* Work item: Stopping right after the line with "222L255 193L250 186L237", please reproduce the material below exactly from its first line.

* Data shown:
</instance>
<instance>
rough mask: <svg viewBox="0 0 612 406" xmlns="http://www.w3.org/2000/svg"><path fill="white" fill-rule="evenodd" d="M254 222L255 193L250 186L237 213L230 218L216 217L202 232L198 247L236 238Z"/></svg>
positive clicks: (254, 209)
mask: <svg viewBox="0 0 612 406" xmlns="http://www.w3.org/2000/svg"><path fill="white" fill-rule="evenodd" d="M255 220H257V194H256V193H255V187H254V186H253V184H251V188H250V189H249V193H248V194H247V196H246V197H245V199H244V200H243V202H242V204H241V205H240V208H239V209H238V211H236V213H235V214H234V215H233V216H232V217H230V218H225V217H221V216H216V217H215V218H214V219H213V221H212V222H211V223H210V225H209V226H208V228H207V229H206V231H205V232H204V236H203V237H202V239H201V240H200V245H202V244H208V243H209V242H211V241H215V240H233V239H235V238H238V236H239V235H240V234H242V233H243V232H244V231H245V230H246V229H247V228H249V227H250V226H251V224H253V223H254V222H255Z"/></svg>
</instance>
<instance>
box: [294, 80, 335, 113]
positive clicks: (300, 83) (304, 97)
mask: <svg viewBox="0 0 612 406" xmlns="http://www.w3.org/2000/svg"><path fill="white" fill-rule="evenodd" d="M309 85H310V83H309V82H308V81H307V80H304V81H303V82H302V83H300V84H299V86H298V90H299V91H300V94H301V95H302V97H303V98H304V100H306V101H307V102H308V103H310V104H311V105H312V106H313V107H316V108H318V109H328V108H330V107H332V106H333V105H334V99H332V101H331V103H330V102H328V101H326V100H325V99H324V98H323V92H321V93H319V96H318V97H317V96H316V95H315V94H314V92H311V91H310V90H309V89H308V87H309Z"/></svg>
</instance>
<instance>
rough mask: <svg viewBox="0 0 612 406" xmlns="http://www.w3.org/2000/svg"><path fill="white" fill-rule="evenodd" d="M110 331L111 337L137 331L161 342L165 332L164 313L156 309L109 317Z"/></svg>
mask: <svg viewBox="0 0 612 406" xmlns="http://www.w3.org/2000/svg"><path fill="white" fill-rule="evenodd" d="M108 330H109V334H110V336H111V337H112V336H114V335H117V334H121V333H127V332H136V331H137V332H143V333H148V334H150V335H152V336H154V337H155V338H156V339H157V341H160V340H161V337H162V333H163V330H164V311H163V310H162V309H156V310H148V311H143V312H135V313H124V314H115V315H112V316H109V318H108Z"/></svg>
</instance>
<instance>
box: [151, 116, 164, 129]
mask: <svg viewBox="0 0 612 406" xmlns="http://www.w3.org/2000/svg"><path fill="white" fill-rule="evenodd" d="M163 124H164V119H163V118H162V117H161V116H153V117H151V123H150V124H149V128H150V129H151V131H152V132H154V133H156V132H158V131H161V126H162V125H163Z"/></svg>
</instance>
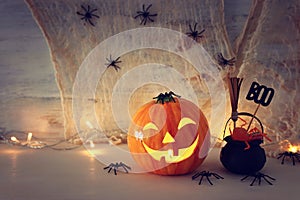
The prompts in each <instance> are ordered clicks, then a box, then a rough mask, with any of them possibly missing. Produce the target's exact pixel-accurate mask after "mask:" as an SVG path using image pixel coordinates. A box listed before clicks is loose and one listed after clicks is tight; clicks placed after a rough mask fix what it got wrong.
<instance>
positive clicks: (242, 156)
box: [220, 113, 266, 174]
mask: <svg viewBox="0 0 300 200" xmlns="http://www.w3.org/2000/svg"><path fill="white" fill-rule="evenodd" d="M238 115H246V116H251V117H253V118H255V119H256V120H257V121H258V122H259V123H260V125H261V130H262V133H263V126H262V124H261V122H260V120H259V119H258V118H257V117H256V116H253V115H252V114H250V113H239V114H238ZM229 120H230V119H229ZM229 120H228V121H227V123H226V126H227V124H228V122H229ZM226 126H225V129H224V135H225V130H226ZM223 137H224V136H223ZM224 140H225V141H226V142H227V144H226V145H225V146H224V147H223V148H222V150H221V153H220V160H221V162H222V164H223V166H224V167H225V168H226V169H227V170H229V171H230V172H233V173H236V174H253V173H255V172H258V171H259V170H261V169H262V168H263V167H264V165H265V163H266V154H265V150H264V149H263V148H262V147H261V146H260V144H261V143H263V140H260V139H259V140H252V141H249V145H250V148H249V149H245V147H246V144H245V142H244V141H236V140H233V139H232V138H231V136H227V137H225V138H224Z"/></svg>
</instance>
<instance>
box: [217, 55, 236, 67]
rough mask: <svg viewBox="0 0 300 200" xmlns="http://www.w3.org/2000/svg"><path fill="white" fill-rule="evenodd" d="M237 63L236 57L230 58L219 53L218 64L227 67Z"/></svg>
mask: <svg viewBox="0 0 300 200" xmlns="http://www.w3.org/2000/svg"><path fill="white" fill-rule="evenodd" d="M234 63H235V57H233V58H230V59H229V60H227V59H225V58H224V57H223V55H222V53H219V54H218V64H219V65H220V66H222V67H226V66H227V65H229V66H233V65H234Z"/></svg>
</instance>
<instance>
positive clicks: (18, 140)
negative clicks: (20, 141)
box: [10, 136, 20, 143]
mask: <svg viewBox="0 0 300 200" xmlns="http://www.w3.org/2000/svg"><path fill="white" fill-rule="evenodd" d="M10 140H11V141H13V142H16V143H20V141H19V140H18V139H17V138H16V137H15V136H12V137H10Z"/></svg>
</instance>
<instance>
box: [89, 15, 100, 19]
mask: <svg viewBox="0 0 300 200" xmlns="http://www.w3.org/2000/svg"><path fill="white" fill-rule="evenodd" d="M91 15H92V16H94V17H97V18H100V17H99V16H98V15H95V14H91Z"/></svg>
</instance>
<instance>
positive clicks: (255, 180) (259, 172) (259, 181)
mask: <svg viewBox="0 0 300 200" xmlns="http://www.w3.org/2000/svg"><path fill="white" fill-rule="evenodd" d="M250 176H252V177H254V179H253V181H252V182H251V184H250V186H253V184H254V183H255V181H256V180H258V185H260V183H261V179H262V178H263V179H264V180H265V181H266V182H267V183H269V185H273V184H272V183H271V181H269V180H268V179H270V180H272V181H275V180H276V179H275V178H273V177H271V176H269V175H266V174H263V173H260V172H257V173H255V174H251V175H247V176H245V177H244V178H242V179H241V181H244V180H245V179H247V178H248V177H250Z"/></svg>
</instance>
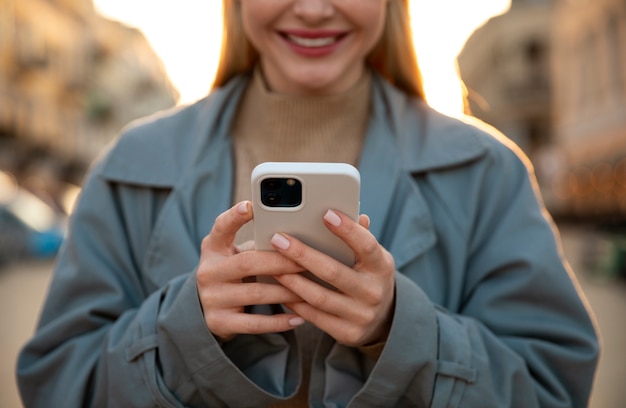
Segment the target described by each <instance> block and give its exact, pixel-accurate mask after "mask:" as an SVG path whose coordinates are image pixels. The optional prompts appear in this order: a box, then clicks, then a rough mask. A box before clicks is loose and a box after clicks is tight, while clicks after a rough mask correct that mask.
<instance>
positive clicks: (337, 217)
mask: <svg viewBox="0 0 626 408" xmlns="http://www.w3.org/2000/svg"><path fill="white" fill-rule="evenodd" d="M324 223H325V224H326V227H327V228H328V229H329V230H330V231H332V232H333V233H334V234H335V235H337V236H338V237H339V238H341V239H342V240H343V241H344V242H345V243H346V244H347V245H348V246H349V247H350V248H351V249H352V251H353V252H354V254H355V257H356V263H355V264H354V265H353V266H351V267H350V266H346V265H344V264H342V263H340V262H338V261H336V260H334V259H333V258H331V257H329V256H327V255H325V254H323V253H321V252H319V251H317V250H315V249H313V248H311V247H309V246H307V245H305V244H303V243H302V242H301V241H299V240H297V239H295V238H294V237H291V236H288V235H285V234H276V235H274V237H273V238H272V244H273V245H274V247H275V249H276V250H277V251H279V252H280V253H281V254H283V255H284V256H286V257H287V258H289V259H291V260H293V261H295V262H296V263H297V264H299V265H300V266H302V267H303V268H305V269H307V270H308V271H309V272H311V273H312V274H314V275H315V276H317V277H318V278H319V279H322V280H323V281H325V282H327V283H329V284H330V285H332V286H334V287H335V288H336V289H337V290H333V289H329V288H326V287H324V286H322V285H320V284H318V283H316V282H314V281H312V280H311V279H308V278H306V277H305V276H302V274H298V273H294V274H284V275H280V276H276V279H277V280H278V281H279V282H280V283H281V284H282V285H283V286H285V287H286V288H288V289H289V290H291V291H292V292H294V293H296V294H297V295H299V296H300V297H301V298H302V299H303V300H304V301H303V302H298V303H289V304H285V306H287V307H288V308H290V309H291V310H293V311H294V312H295V313H297V314H298V315H299V316H301V317H302V318H304V319H305V320H307V321H309V322H311V323H313V324H314V325H315V326H317V327H318V328H320V329H321V330H323V331H325V332H326V333H328V334H329V335H330V336H332V337H333V338H334V339H335V340H336V341H337V342H339V343H341V344H345V345H348V346H352V347H360V346H366V345H370V344H375V343H379V342H382V341H384V340H385V339H386V338H387V335H388V333H389V329H390V326H391V320H392V318H393V306H394V295H395V263H394V260H393V257H392V256H391V254H390V253H389V252H388V251H387V250H386V249H385V248H383V247H382V245H380V244H379V243H378V241H377V240H376V238H375V237H374V236H373V235H372V233H370V232H369V230H368V227H369V218H368V217H367V216H365V215H361V217H360V218H359V222H358V223H357V222H355V221H353V220H352V219H350V218H349V217H347V216H345V215H344V214H341V213H338V212H335V211H332V210H331V211H328V212H327V213H326V215H325V216H324Z"/></svg>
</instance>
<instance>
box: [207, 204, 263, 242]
mask: <svg viewBox="0 0 626 408" xmlns="http://www.w3.org/2000/svg"><path fill="white" fill-rule="evenodd" d="M251 219H252V210H251V209H250V206H249V202H248V201H242V202H241V203H239V204H236V205H234V206H233V207H231V208H229V209H228V210H226V211H224V212H223V213H221V214H220V215H219V216H218V217H217V218H216V219H215V223H214V224H213V228H212V229H211V232H210V233H209V235H207V236H206V237H205V238H204V240H203V241H202V247H203V248H204V249H207V250H213V251H223V250H225V249H228V250H230V249H231V248H232V246H233V242H234V240H235V235H236V234H237V231H239V229H241V227H242V226H243V225H244V224H246V223H247V222H248V221H250V220H251Z"/></svg>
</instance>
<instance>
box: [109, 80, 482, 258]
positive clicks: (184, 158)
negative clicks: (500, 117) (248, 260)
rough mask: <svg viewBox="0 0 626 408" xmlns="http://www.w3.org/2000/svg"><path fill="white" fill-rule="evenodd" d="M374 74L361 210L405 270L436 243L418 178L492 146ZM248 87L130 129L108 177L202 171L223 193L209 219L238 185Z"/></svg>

* Solution to the problem:
</instance>
<instance>
rough mask: <svg viewBox="0 0 612 406" xmlns="http://www.w3.org/2000/svg"><path fill="white" fill-rule="evenodd" d="M254 222L255 193L250 186L237 213L230 218L216 217L202 232L198 247L236 238Z"/></svg>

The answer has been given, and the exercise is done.